What to work on> In the passage about Barere, list every person named in the text other than Barere himself.

Barere was born in Odessa (then Russian Empire, now part of Ukraine) as the eleventh of thirteen children in a Jewish family. He studied at the St. Petersburg Conservatory under Anna Yesipova and then Felix Blumenfeld. Pianist Vladimir Horowitz was also a pupil of Felix Blumenfeld, although Barere was Blumenfeld's preferred student. After graduation, he played concerts throughout the region and taught at the Kiev Conservatory. He emigrated to Berlin, then to Sweden, and finally to the United States. During the autumn of 1935, he toured the UK under the management of Harold Holt, making a number of appearances as supporting artist to Richard Tauber. In 1985, his complete HMV recordings, made at Abbey Road Studios between 1934 and 1936, were remastered by Bryan Crimp and issued by APR.

Given records>
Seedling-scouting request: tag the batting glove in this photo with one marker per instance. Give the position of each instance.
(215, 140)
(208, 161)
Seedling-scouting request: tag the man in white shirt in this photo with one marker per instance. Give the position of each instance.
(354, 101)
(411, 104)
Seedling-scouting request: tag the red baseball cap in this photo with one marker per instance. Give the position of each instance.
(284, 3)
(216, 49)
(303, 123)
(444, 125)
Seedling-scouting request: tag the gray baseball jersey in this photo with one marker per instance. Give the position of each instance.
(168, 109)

--

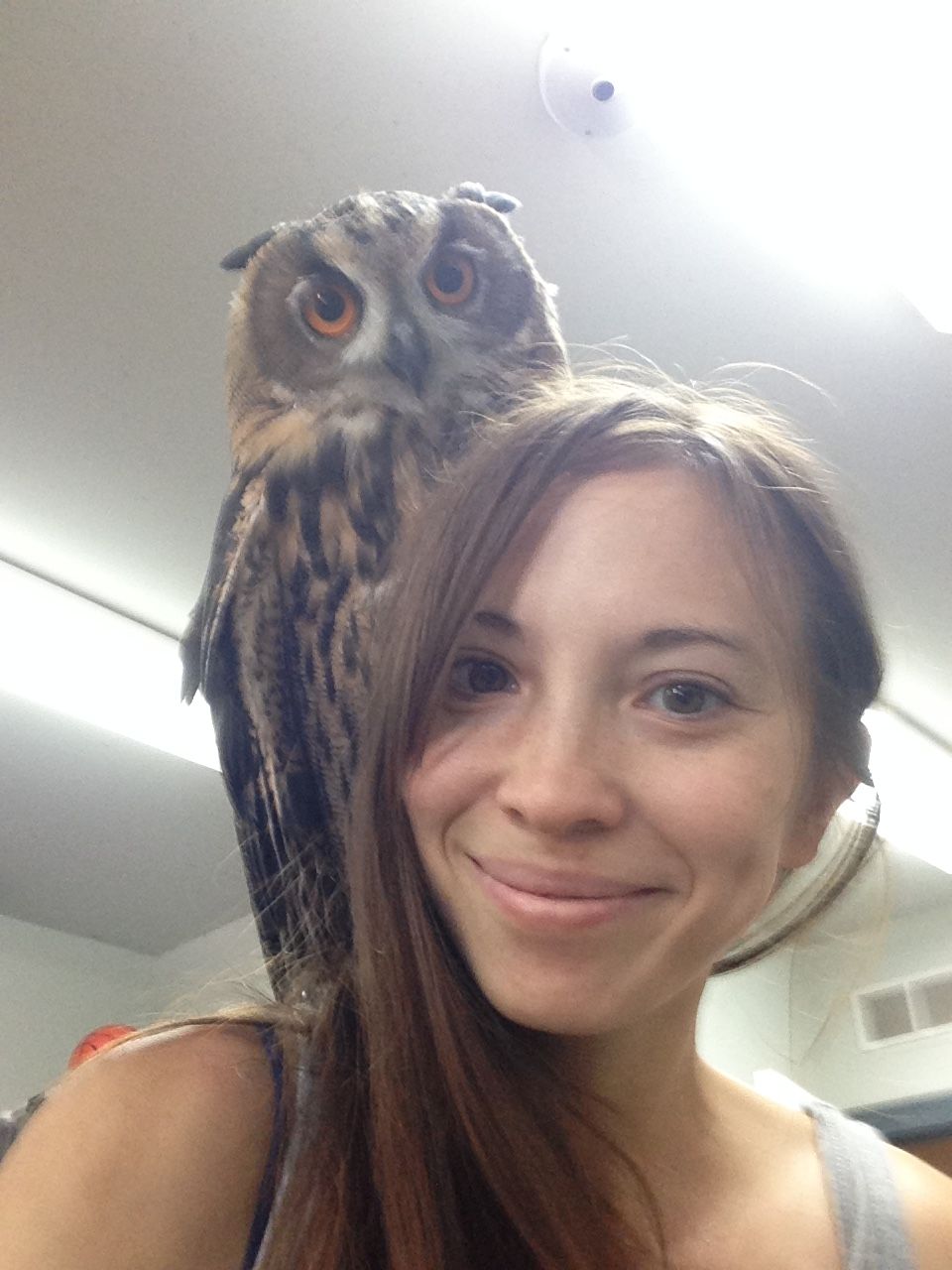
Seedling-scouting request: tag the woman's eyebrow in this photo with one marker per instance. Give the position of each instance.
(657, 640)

* * *

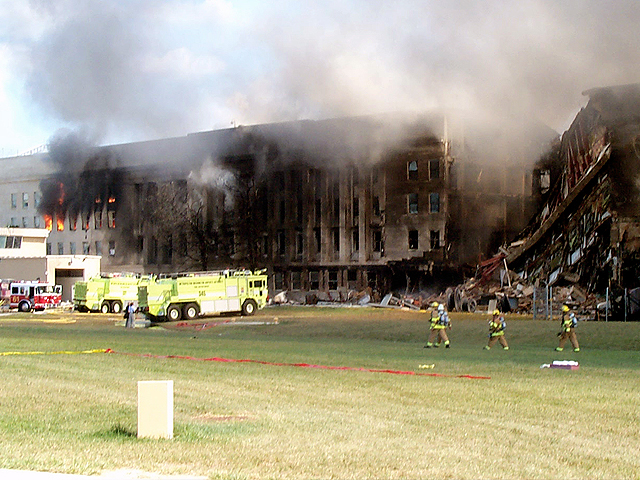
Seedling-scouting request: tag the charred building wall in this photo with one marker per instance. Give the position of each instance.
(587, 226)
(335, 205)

Right answer> Anna Yesipova, Felix Blumenfeld, Vladimir Horowitz, Harold Holt, Richard Tauber, Bryan Crimp